WORK TO BE COMPLETED - Pull out every line below that contains the string "headlight".

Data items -
Begin
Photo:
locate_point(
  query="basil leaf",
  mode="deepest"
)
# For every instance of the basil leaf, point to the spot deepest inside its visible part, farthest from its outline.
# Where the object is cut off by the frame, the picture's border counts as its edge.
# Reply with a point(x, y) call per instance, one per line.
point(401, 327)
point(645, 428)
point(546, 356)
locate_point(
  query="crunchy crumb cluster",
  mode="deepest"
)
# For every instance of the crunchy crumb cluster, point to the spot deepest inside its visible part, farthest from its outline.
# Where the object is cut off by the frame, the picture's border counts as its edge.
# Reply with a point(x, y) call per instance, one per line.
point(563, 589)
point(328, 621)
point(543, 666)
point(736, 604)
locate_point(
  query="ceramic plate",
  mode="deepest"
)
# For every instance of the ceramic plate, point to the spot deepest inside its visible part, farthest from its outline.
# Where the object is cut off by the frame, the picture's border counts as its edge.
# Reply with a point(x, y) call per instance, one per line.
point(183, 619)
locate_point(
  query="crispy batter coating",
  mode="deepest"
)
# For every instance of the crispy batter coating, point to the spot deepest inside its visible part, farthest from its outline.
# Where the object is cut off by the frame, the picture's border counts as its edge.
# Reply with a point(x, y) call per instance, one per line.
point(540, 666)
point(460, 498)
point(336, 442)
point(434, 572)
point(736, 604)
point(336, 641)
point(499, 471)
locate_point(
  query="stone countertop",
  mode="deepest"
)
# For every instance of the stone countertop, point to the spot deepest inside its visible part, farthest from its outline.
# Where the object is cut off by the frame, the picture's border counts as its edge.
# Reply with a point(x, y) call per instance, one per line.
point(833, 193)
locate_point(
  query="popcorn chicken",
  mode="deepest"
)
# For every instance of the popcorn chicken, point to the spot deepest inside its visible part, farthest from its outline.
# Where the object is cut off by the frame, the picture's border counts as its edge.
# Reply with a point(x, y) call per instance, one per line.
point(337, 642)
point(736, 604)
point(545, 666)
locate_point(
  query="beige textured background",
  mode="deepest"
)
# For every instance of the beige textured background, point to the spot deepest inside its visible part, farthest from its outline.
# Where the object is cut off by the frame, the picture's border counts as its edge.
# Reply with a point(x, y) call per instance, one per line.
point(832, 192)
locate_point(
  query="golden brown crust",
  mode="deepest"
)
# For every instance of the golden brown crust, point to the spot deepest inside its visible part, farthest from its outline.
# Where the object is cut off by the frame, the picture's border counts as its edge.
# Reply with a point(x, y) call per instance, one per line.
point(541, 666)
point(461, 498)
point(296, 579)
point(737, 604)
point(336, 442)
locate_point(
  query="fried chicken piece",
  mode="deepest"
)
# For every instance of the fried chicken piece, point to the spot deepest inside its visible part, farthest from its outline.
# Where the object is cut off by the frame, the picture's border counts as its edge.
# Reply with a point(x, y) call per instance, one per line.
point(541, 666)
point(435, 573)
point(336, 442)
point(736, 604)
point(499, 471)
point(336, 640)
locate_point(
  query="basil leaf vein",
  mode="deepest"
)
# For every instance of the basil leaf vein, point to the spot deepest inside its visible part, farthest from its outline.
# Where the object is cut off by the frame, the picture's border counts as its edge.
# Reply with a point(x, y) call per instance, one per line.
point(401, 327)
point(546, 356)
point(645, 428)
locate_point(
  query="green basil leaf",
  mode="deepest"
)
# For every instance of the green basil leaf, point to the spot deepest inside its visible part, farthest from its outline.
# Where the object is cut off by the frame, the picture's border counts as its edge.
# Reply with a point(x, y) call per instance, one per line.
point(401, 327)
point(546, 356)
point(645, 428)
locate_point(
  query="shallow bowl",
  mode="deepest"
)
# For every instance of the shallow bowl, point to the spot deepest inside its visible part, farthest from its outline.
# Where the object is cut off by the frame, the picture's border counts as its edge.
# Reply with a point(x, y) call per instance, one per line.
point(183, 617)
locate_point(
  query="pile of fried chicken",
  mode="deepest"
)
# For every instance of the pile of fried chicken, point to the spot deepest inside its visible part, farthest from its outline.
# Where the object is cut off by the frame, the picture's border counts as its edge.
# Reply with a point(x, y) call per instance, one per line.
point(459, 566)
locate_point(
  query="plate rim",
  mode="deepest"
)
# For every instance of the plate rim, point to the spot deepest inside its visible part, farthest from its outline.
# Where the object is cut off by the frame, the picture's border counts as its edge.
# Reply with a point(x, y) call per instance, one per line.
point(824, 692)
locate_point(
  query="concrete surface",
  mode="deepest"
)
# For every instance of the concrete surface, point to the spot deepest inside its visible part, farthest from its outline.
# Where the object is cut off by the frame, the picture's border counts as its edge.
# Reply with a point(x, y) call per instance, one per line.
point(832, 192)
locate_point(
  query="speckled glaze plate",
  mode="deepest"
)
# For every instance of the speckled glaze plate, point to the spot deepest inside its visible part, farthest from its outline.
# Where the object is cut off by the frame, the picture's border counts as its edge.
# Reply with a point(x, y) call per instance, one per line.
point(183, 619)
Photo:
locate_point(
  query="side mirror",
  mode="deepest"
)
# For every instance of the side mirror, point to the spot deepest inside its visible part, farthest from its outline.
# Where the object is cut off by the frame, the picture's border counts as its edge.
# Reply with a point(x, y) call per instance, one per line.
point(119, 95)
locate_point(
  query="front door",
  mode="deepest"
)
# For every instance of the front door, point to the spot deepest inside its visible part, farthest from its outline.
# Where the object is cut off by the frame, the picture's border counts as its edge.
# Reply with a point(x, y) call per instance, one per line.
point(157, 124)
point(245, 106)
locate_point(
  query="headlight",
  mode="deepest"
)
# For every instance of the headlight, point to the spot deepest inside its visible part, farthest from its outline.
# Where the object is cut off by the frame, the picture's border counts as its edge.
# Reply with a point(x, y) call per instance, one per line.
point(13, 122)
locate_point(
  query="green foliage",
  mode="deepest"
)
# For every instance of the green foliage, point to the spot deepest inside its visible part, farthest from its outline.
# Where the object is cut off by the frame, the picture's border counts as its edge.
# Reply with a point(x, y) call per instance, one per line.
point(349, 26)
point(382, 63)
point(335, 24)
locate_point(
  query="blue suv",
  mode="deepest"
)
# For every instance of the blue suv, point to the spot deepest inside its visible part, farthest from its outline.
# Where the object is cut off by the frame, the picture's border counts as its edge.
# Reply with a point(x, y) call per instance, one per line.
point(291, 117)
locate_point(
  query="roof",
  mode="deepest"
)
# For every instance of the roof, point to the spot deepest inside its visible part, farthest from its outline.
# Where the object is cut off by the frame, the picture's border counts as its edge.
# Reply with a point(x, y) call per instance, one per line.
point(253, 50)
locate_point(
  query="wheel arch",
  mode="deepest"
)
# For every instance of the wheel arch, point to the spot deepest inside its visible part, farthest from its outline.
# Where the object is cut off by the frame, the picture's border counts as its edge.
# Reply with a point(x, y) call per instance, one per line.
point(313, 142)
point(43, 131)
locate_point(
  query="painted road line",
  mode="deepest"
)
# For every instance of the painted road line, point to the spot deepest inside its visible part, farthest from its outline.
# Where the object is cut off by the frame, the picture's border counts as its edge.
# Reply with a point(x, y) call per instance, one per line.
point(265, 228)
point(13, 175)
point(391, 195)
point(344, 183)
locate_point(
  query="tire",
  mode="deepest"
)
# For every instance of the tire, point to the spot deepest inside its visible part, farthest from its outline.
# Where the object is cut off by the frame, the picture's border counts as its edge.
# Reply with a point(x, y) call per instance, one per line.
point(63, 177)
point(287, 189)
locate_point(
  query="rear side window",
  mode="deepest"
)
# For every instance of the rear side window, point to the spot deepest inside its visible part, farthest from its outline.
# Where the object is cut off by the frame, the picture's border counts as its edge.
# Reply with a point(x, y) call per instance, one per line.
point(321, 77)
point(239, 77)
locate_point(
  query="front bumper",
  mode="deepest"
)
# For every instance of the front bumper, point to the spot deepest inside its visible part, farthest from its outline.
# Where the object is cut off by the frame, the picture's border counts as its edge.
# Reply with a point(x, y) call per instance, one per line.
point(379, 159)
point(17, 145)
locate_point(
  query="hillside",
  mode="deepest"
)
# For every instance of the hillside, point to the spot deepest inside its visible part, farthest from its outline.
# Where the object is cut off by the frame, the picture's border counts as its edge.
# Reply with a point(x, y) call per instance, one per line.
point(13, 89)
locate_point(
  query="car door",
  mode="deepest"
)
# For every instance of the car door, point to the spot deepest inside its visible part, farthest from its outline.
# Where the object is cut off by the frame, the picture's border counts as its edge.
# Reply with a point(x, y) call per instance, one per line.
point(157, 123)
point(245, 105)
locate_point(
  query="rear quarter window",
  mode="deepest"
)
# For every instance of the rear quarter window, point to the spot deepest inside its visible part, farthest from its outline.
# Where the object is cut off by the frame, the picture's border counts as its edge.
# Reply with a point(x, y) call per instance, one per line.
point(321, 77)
End
WRITTEN ANSWER -
  query="headlight",
# For every instance of the headlight, point to the spot deepest inside its visible part, farthest from its outline.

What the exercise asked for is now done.